▶ _GIVEN INFORMATION_
────────

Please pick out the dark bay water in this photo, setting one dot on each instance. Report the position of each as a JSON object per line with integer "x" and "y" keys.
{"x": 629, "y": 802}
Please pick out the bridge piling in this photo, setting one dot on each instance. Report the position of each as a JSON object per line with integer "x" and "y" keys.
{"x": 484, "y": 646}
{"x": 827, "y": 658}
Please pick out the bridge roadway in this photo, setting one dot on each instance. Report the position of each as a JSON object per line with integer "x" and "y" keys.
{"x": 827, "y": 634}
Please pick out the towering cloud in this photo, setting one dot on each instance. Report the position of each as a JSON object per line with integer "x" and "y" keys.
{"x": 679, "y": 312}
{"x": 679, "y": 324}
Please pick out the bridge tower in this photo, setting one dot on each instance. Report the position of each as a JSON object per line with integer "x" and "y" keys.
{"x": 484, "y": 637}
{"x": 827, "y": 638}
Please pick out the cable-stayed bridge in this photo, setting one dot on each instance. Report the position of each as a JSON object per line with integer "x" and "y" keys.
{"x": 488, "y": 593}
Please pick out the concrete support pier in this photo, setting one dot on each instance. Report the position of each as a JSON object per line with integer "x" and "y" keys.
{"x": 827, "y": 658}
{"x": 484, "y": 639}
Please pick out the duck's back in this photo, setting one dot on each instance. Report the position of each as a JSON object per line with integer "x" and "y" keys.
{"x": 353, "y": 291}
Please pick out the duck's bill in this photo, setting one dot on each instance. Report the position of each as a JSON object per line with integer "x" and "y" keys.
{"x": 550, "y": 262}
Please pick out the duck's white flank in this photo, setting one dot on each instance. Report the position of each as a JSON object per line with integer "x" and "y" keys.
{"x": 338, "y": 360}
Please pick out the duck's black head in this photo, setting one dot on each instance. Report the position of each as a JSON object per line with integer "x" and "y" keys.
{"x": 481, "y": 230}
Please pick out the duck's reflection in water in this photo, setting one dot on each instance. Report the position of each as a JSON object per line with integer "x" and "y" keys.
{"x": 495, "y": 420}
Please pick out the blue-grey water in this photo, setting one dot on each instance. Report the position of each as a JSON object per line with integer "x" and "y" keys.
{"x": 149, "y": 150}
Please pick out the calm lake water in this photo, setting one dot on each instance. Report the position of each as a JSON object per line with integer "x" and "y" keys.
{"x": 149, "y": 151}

────────

Every line from the one with "Please pick out the calm" to the end of the records above should be returned exactly, and no other lines.

Please pick out the calm lake water in this photo, setting one dot on each instance. Report the position of each as a JSON object per line with integer "x" and "y" keys.
{"x": 149, "y": 151}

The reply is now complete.